_Short task a_: List the issues that the blog post on EU appointments names as mattering to Europeans.

_Excerpted passage_:
Posts Tagged ‘European President’
No, no, no, no, no!
Posted by: Peter Sain ley Berry in EU on November 17th, 2009
No, no, no, no, no, no! Has it really come to this? Is the selection of the two highest representatives of the European Union to be reduced to some shabby horse-trading to find a lowest common denominator? Is the appointment of those who will now lead the Union into discussions with prime ministers and presidents across the world to be done in a way that would make even eighteenth century leaders wince?
Consider: at a special summit this coming Thursday evening – which may drag on into the next day – the leaders of the 27 member states of the EU will sit down to appoint their semi-permanent President. Whoever is chosen will find themselves the focus of world media attention, whether the appointee (or anyone else) likes it or not.
They will also consider who should be the Union’s High Representative for Foreign and Security Policy – another post (in effect the Union’s Secretary of State) whose holder will be key in securing the EU’s position in negotiations with other states across the globe.
Member States will also appoint a Secretary-General of the European Council – a lesser post and one not in the international limelight – but nevertheless one with considerable influence. These three positions will be considered jointly, as some sort of ‘team.’
Don’t underestimate the potential capacity of whoever is appointed to these posts to influence the development of the Union internally and to project its interests across the world. On their shoulders will depend in large part whether the Union continues in its present status of economic giant and political pygmy, or whether at last it begins to exert real influence over the issues that matter to Europeans – climate change, human rights, democracy, terrorism, international development, a secure world order – in an otherwise new bipolar world of the USA and China.
To the world outside whoever is chosen will embody the European ideal. Like it or not, the President and the High Representative will become, in media eyes, Europe’s ‘shop window,’ even if they are not so regarded by Europe’s own citizens.
So let us look at how the Union is proposing to appoint these two key representatives. The process appears to break every possible rule in the book. And ‘appoint’ it is. Despite their political nature, any element of direct democracy – even consultative – is ruled out.
There isn’t even a clear understanding of what the jobs entail. In the case of the High Representative various internal duties have been laid down, but his or her role on the world stage and relationship with the President of the Council has not been thought through. Besides with one foot in the Commission and the other in the Council the High Representative will serve two masters – always a recipe for chaos.
The Presidency is equally blighted. Some states want a low-key, backroom ‘fixer.’ Others want someone who can take a rightful place beside Presidents Obama and Hu.
An immediate fault line thus runs right through the selection process between those who want actors who will promote the EU across the world and those who want people who are focused downwards and inwards.
So member states will meet on Thursday to make appointments to positions whose fundamental requirements have not yet been determined. At best this is a recipe for a complete impasse. At worst for appointing someone who represents the lowest common denominator.
One might as well pick names randomly out of a hat. Indeed the process is worse than that. Names picked out of a hat would presumably not be subject to veto by a member state with an axe to grind.
And veto they will – even the best candidates will be vetoed if they do not fit with other members of ‘the team,’ according to an arbitrary set of complex political criteria.
We are thus not looking to find the best people for the job, but for a slate, artificially ‘balanced’ between left-wing and right-wing; between large countries and small; between old member states and new; between male and female; between charismatic candidates and non-charismatic candidates and between federalists and inter-governmentalists.

_Data rows_:
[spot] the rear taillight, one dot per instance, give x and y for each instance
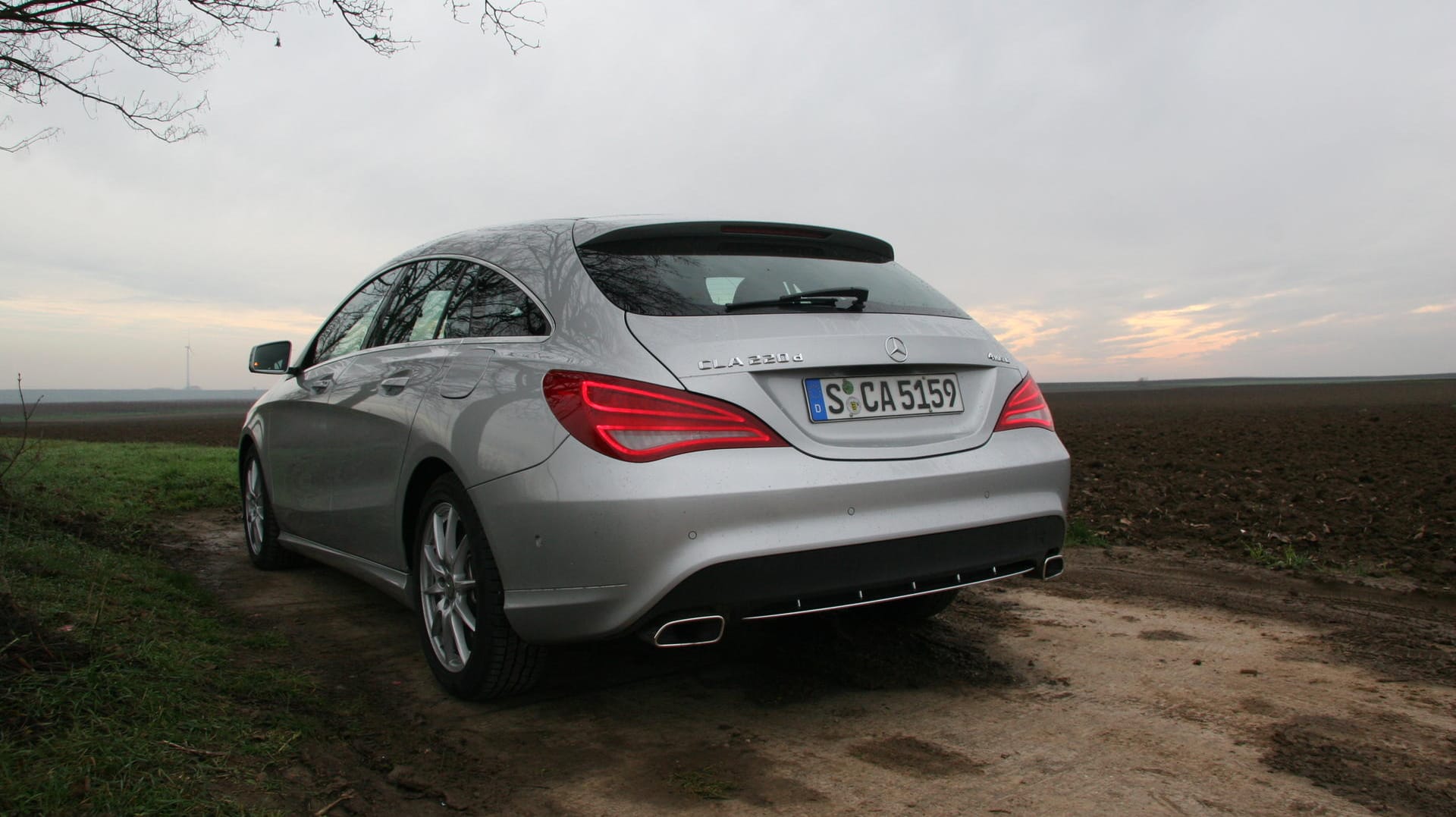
(639, 423)
(1025, 408)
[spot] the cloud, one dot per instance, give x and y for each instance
(177, 316)
(1168, 334)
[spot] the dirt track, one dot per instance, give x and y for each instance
(1136, 685)
(1152, 679)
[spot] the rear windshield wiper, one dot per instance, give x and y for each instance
(833, 297)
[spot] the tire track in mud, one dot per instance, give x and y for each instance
(1138, 683)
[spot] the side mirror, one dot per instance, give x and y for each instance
(271, 359)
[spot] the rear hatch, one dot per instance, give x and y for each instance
(819, 332)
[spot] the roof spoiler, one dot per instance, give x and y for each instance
(740, 237)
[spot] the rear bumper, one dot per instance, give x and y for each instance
(592, 546)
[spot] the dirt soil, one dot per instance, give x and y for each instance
(1138, 683)
(1169, 671)
(1350, 476)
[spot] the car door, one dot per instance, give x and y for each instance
(373, 404)
(303, 446)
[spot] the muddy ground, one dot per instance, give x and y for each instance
(1169, 671)
(1138, 683)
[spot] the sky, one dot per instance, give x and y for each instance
(1117, 190)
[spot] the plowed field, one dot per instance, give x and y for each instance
(1260, 621)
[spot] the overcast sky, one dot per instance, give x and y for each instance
(1117, 190)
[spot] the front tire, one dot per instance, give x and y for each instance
(259, 525)
(468, 643)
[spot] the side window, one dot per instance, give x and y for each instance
(488, 305)
(419, 302)
(348, 328)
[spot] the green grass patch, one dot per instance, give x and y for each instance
(704, 784)
(124, 690)
(1079, 535)
(114, 492)
(1283, 558)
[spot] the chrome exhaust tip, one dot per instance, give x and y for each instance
(1050, 567)
(691, 633)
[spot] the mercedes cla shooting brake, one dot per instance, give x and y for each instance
(571, 430)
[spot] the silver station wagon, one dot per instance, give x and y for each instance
(582, 429)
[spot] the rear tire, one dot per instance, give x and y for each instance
(259, 525)
(468, 643)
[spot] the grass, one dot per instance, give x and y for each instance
(704, 784)
(1081, 535)
(1286, 558)
(123, 687)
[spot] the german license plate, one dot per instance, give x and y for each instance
(873, 397)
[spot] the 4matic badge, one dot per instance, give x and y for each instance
(748, 360)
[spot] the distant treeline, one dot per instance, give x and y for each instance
(127, 395)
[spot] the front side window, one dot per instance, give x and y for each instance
(347, 331)
(488, 305)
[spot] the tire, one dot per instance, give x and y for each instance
(462, 624)
(913, 609)
(259, 525)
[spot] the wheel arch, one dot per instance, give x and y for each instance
(425, 473)
(245, 446)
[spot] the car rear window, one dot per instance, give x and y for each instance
(688, 277)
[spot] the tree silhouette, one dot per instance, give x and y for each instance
(49, 46)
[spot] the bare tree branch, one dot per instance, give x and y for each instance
(49, 46)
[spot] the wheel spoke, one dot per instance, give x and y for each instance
(460, 565)
(433, 562)
(466, 615)
(462, 646)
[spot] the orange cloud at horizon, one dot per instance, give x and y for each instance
(1168, 334)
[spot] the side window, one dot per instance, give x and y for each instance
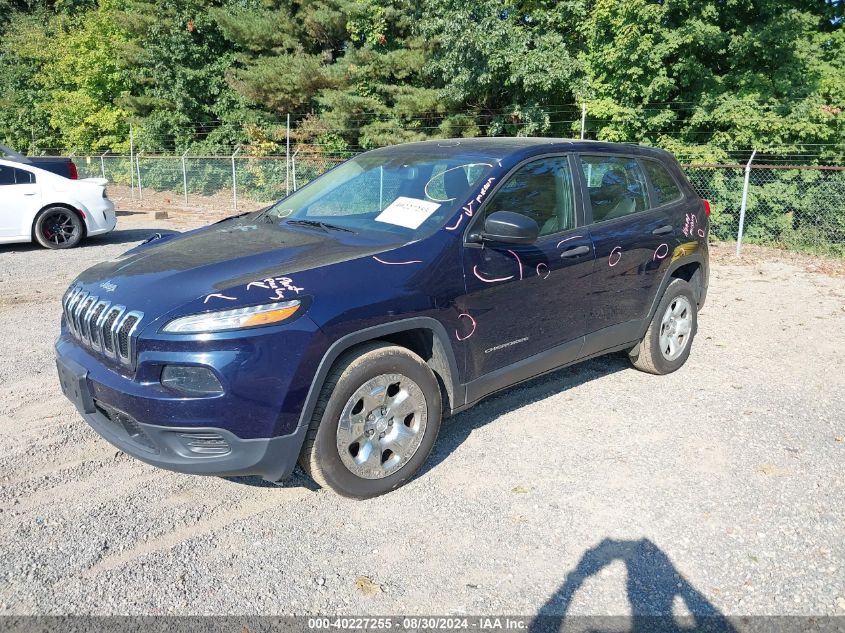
(616, 185)
(7, 175)
(14, 176)
(665, 187)
(23, 177)
(541, 190)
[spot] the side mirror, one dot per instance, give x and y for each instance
(509, 228)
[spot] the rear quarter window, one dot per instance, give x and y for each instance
(666, 190)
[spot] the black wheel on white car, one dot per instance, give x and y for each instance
(668, 340)
(375, 422)
(58, 227)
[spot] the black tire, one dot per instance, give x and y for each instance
(320, 456)
(652, 355)
(58, 227)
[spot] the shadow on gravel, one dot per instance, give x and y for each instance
(654, 587)
(458, 428)
(297, 480)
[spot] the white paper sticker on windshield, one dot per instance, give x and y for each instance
(407, 212)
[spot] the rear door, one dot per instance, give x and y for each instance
(632, 238)
(524, 300)
(19, 199)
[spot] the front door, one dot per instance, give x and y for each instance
(525, 300)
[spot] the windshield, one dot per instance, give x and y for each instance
(407, 193)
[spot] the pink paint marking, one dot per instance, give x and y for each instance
(518, 261)
(456, 224)
(471, 332)
(488, 281)
(574, 237)
(219, 296)
(546, 267)
(411, 261)
(657, 254)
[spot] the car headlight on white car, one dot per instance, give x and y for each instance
(234, 319)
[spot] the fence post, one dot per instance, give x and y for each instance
(287, 159)
(235, 179)
(744, 204)
(583, 119)
(185, 177)
(131, 162)
(138, 167)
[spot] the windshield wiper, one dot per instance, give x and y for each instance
(320, 225)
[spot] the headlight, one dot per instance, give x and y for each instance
(239, 318)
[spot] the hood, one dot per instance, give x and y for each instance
(162, 275)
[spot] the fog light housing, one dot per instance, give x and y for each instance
(191, 380)
(202, 443)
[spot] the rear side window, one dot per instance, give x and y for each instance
(541, 190)
(616, 185)
(665, 188)
(14, 176)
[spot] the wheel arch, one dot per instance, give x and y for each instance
(424, 336)
(62, 205)
(691, 268)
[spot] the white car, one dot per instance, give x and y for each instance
(37, 205)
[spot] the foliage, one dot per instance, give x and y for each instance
(708, 79)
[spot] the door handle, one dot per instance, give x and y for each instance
(575, 252)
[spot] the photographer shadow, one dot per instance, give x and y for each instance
(653, 586)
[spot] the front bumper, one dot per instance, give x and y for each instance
(174, 448)
(187, 435)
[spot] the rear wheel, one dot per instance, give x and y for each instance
(375, 423)
(667, 342)
(57, 227)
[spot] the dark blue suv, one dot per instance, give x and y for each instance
(337, 327)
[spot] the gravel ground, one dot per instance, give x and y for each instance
(595, 490)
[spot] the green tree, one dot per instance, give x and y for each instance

_Short task b_: Reproduce the part of the records that opens with the line containing "[spot] the rear side" and closes with the last line of the records as a numbered list, leaving out any blank lines.

_Correct result a_:
- Climate change
- Human rights
- Democracy
- Terrorism
- International development
- A secure world order

_Correct result b_:
1. [spot] the rear side window, one dot per instance, give x and y for each instance
2. (541, 190)
3. (616, 185)
4. (665, 188)
5. (14, 176)
6. [spot] the wheel arch, one dot per instance, give x and y for each instance
7. (424, 336)
8. (62, 205)
9. (691, 268)
10. [spot] the white car, one dot per instance, give x and y for each instance
11. (37, 205)
12. [spot] the foliage, one dot per instance, give x and y for each instance
13. (708, 79)
14. [spot] the door handle, one dot per instance, give x and y for each instance
15. (575, 252)
16. [spot] the photographer shadow, one dot per instance, give x and y for each instance
17. (653, 586)
18. [spot] the front bumper, one dot per instance, give x and y for each instance
19. (174, 448)
20. (187, 435)
21. [spot] the rear wheel, one dot per instance, give x and y for each instance
22. (375, 423)
23. (667, 342)
24. (57, 227)
25. [spot] the dark blue suv, one dot per instance, give x and y for each instance
26. (337, 327)
27. [spot] the gravel ground, one dot per instance, give x and y for each instance
28. (595, 490)
29. [spot] the green tree, one dot per instance, give x and y for each instance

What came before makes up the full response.